▶ **Exercise task**: Repeat verbatim every line of the material, beginning at the line that holds "the chair seat" and ending at its last line.

[start of Material for this task]

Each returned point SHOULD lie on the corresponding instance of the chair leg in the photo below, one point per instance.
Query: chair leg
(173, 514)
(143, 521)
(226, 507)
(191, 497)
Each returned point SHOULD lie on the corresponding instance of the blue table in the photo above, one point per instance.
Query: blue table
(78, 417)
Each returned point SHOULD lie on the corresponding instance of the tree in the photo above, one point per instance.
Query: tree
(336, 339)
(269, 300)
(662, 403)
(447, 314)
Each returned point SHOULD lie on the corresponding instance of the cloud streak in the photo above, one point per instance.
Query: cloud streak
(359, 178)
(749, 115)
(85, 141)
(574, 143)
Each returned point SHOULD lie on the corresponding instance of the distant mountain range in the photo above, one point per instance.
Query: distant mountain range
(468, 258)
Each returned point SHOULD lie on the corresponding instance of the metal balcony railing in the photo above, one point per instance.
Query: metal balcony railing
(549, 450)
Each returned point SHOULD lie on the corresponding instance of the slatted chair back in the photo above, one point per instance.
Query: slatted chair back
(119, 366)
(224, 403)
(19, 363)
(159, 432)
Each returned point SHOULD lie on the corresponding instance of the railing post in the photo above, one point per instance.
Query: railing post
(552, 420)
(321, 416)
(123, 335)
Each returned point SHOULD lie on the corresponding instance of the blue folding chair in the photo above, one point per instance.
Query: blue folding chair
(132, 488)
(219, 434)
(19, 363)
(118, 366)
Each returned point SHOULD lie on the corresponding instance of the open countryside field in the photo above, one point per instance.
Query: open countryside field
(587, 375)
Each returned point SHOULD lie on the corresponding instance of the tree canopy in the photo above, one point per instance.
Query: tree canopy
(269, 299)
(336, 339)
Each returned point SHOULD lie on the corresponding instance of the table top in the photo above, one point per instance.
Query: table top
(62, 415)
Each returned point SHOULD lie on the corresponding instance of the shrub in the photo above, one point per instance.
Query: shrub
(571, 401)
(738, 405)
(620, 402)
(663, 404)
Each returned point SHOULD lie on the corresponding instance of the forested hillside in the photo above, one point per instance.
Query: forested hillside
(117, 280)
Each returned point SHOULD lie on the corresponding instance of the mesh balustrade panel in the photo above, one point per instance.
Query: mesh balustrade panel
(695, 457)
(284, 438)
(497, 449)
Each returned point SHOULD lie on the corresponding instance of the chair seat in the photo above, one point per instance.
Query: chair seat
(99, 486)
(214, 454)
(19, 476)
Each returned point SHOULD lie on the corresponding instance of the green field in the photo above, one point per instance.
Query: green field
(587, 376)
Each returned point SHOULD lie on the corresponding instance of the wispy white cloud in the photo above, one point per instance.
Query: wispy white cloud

[end of Material for this task]

▶ **Full answer**:
Each returned point SHOULD lie on the corresponding instance of the chair seat in the photo above, one point per instance.
Query: chair seat
(99, 486)
(214, 454)
(19, 476)
Each returned point SHOULD lie on the corresponding instance of the green field in the photo above, one point per instance.
Query: green field
(587, 376)
Each returned point SHOULD lie on the corresponding instance of the wispy white cloud in the photo above, one point per instance.
Query: wispy white cloud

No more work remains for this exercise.